Region pointing data:
○ ○ ○ ○
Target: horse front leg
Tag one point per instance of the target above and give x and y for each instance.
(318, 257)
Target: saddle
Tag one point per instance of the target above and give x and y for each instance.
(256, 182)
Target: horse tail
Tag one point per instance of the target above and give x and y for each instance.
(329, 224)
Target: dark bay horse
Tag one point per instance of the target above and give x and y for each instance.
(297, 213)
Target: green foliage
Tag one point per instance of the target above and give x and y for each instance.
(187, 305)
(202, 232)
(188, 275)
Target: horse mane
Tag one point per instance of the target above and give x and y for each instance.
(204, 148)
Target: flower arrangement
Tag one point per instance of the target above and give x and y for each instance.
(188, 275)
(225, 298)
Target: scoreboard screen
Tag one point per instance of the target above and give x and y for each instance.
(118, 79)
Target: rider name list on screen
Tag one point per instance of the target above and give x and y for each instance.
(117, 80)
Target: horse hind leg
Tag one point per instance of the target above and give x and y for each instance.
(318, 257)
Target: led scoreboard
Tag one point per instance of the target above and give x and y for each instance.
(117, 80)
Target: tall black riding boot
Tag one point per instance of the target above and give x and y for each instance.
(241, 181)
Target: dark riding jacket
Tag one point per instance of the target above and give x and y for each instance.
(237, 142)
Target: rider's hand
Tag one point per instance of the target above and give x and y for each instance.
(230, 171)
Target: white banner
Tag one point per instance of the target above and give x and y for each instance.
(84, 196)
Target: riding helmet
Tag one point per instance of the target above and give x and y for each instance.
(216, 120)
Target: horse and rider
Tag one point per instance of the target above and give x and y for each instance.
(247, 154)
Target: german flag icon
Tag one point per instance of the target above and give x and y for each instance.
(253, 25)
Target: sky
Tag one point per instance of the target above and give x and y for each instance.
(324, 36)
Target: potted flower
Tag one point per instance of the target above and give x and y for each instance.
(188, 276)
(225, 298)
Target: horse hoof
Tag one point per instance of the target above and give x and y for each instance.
○ ○ ○ ○
[YOUR INSTRUCTIONS]: Please show the lines in the entries above that hold the string "horse".

[ANSWER BOX]:
Target: horse front leg
Target: horse tail
Target: dark bay horse
Target: horse mane
Target: horse hind leg
Target: horse and rider
Target: horse hoof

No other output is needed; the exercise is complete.